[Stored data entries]

=== Begin Enclosure ===

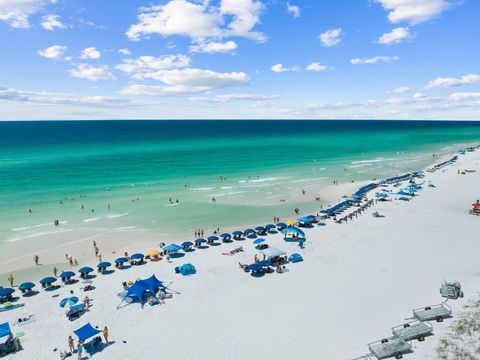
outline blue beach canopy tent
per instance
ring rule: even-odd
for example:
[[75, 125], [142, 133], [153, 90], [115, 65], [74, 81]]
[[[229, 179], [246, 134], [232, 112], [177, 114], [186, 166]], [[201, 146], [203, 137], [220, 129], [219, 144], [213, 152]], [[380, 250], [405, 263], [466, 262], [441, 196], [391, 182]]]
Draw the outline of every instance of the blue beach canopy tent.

=== End Enclosure ===
=== Begin Enclosure ===

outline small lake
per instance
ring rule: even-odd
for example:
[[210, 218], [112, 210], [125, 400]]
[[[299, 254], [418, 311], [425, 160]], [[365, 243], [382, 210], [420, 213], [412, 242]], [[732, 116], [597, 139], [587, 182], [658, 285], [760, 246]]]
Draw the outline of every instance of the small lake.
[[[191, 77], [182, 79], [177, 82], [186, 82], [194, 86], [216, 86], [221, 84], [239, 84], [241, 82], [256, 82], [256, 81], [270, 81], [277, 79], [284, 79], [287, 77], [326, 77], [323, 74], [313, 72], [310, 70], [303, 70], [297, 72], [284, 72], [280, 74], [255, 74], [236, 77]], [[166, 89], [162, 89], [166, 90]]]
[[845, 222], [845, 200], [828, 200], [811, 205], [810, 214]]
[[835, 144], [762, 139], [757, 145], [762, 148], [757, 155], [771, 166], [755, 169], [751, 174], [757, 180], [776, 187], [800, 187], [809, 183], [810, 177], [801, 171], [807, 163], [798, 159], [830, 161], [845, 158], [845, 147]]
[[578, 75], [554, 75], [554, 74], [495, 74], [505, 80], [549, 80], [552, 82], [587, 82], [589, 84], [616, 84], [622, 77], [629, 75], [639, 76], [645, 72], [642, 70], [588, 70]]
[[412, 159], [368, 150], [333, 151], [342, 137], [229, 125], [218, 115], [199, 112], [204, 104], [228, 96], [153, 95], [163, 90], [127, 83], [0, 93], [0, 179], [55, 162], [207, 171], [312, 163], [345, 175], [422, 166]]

=== End Enclosure ===
=== Begin Enclosure ===

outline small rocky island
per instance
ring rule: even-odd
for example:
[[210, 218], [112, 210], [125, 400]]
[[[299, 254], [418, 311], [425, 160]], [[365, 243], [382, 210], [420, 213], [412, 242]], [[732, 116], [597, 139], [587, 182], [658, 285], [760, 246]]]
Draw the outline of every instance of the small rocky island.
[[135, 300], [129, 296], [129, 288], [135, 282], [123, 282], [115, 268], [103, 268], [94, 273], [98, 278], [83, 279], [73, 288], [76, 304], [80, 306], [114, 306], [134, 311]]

=== End Enclosure ===

Exercise | The response must hold only the lines above from the line with "outline blue beach canopy tent" through the line with "Draw the outline of every instance of the blue", each copied exactly, both ends kept.

Answer section |
outline blue beach canopy tent
per instance
ring rule: even-odd
for example:
[[75, 125], [142, 133], [153, 90], [115, 65], [74, 81]]
[[[229, 179], [246, 134], [232, 112], [177, 114], [186, 166]], [[201, 146], [203, 137], [220, 129], [219, 144], [213, 152]], [[380, 250], [405, 263], [466, 262], [441, 196], [391, 182]]]
Draw the outline of every instance of the blue beach canopy tent.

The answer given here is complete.